Data to process =

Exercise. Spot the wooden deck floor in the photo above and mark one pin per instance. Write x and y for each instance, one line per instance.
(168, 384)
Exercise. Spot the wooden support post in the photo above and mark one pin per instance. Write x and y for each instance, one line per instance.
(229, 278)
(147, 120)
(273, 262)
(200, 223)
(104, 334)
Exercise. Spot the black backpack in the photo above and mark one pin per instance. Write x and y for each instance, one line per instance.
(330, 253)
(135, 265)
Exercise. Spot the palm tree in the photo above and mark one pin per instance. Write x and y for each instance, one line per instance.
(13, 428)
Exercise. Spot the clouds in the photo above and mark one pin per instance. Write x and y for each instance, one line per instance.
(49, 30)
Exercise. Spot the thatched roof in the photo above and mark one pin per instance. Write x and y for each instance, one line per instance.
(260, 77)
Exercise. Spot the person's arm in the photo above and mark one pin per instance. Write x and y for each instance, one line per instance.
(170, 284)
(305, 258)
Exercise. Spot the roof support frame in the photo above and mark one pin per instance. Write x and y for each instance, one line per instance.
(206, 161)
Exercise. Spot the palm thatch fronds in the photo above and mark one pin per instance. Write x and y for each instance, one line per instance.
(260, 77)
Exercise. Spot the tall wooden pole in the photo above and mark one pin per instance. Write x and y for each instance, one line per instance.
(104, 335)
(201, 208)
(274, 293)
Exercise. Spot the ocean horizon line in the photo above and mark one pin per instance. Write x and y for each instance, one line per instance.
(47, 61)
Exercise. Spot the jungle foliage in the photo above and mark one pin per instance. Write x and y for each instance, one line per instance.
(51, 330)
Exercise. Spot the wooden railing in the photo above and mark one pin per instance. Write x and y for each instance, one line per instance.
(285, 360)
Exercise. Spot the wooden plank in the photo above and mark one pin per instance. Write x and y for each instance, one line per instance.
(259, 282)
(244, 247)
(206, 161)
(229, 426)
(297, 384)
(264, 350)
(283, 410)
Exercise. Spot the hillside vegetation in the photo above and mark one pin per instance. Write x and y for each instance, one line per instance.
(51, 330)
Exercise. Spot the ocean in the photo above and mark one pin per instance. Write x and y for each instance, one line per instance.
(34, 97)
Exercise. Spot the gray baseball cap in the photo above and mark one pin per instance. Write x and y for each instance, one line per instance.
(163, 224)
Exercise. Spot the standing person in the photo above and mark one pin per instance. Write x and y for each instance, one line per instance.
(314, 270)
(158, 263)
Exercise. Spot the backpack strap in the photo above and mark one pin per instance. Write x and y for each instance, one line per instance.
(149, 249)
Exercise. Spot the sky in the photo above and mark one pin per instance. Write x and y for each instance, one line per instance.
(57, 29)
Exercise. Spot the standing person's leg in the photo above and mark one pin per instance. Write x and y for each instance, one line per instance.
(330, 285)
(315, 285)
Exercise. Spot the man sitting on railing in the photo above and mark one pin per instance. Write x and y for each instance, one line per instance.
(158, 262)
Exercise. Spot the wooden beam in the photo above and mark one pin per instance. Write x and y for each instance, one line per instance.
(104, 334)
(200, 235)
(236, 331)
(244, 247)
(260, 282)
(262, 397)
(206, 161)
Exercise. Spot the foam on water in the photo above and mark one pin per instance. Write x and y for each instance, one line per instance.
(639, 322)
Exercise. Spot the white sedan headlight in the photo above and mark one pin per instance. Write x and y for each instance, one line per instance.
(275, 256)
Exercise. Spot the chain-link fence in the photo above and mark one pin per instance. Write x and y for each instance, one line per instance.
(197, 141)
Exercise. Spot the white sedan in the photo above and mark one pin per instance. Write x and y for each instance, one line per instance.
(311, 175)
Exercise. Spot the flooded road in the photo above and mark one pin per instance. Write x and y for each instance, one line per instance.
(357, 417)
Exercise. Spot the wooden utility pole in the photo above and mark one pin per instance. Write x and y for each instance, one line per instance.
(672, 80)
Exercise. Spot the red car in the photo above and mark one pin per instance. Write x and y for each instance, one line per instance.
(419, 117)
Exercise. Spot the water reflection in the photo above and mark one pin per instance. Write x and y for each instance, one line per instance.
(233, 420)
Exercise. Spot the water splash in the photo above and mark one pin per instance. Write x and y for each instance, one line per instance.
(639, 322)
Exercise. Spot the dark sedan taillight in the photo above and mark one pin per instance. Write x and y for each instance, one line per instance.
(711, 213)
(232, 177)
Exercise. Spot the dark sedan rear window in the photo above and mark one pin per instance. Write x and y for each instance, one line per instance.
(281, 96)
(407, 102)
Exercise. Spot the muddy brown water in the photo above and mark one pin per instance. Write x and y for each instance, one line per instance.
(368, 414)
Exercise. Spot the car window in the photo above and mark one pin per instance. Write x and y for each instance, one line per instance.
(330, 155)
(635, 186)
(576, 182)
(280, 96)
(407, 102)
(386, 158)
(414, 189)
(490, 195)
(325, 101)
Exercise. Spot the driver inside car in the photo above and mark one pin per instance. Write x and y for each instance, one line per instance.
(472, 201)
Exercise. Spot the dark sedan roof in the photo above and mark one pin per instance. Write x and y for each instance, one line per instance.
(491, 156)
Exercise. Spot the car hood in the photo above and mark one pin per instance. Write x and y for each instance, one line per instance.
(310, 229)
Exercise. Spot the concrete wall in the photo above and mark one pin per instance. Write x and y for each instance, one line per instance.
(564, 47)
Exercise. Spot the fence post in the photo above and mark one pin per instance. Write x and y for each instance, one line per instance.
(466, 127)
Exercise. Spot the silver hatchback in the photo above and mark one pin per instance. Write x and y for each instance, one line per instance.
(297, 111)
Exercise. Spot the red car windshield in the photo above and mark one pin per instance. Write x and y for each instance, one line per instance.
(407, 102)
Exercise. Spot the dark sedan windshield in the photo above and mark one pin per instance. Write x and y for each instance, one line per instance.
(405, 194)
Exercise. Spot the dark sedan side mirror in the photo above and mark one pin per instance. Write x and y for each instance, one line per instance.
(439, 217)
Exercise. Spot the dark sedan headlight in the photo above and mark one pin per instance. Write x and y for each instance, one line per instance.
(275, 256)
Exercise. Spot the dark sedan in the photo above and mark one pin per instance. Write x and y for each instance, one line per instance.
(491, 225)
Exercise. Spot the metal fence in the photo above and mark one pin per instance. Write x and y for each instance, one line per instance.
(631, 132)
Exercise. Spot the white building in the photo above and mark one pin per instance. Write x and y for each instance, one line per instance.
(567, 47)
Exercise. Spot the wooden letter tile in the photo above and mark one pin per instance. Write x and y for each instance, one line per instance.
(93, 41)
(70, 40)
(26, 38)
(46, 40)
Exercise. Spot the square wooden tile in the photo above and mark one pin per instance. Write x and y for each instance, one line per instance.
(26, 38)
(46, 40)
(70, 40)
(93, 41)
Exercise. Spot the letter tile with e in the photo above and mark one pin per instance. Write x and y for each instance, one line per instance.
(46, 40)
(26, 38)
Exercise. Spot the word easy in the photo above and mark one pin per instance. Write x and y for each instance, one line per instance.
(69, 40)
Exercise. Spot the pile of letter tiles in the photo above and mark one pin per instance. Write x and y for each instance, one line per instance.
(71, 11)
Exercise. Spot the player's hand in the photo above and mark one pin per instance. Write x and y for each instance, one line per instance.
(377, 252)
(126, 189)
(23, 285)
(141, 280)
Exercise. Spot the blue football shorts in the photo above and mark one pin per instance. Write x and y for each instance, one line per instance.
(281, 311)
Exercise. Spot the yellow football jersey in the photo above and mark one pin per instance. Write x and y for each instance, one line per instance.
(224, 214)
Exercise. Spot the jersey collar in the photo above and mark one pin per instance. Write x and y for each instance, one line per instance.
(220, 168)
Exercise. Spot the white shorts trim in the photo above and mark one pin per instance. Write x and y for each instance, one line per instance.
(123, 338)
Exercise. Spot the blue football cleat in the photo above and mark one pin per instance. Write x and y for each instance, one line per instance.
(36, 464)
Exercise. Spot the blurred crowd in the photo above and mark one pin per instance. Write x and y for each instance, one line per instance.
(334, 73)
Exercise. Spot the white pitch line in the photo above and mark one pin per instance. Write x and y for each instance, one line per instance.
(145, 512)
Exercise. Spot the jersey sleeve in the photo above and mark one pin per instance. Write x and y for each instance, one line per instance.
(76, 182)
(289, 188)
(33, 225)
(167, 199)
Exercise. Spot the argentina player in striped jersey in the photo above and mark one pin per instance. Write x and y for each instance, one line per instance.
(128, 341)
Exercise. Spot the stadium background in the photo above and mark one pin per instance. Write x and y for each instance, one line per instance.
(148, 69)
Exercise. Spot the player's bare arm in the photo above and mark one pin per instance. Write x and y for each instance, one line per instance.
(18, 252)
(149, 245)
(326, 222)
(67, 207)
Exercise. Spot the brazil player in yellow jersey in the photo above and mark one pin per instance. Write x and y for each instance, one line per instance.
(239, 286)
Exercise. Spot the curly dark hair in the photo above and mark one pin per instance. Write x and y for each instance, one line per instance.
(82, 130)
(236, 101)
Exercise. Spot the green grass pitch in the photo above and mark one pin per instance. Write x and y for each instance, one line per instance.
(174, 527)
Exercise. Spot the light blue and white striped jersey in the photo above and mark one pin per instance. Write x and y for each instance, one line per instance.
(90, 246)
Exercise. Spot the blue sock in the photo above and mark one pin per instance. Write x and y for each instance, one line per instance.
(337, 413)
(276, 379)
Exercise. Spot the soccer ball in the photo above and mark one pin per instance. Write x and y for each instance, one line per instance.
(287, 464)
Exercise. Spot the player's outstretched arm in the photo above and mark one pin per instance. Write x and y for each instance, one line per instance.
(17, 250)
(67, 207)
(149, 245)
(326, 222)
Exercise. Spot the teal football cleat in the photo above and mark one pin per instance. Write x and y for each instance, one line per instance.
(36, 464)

Given problem = Return, word for word, every line from the line with "Exercise. Spot the blue sock" to the final line of the data.

Correct response =
Exercise. Spot the blue sock in the photo above and mark one pin per instance. Write x and y for each instance, one line per instance.
(337, 413)
(276, 379)
Exercise. Spot the soccer ball in the photo above and mark one pin per instance. Write x and y for each instance, one line per instance.
(287, 464)
Exercise. Spot the player's outstretched arm in the photo above and mark one pin per instance. Write x and y for each instance, one line per instance.
(17, 250)
(67, 207)
(149, 245)
(326, 222)
Exercise. Spot the teal football cleat in the photo above and mark one pin per instance. Write x and y for each instance, one line per instance.
(36, 464)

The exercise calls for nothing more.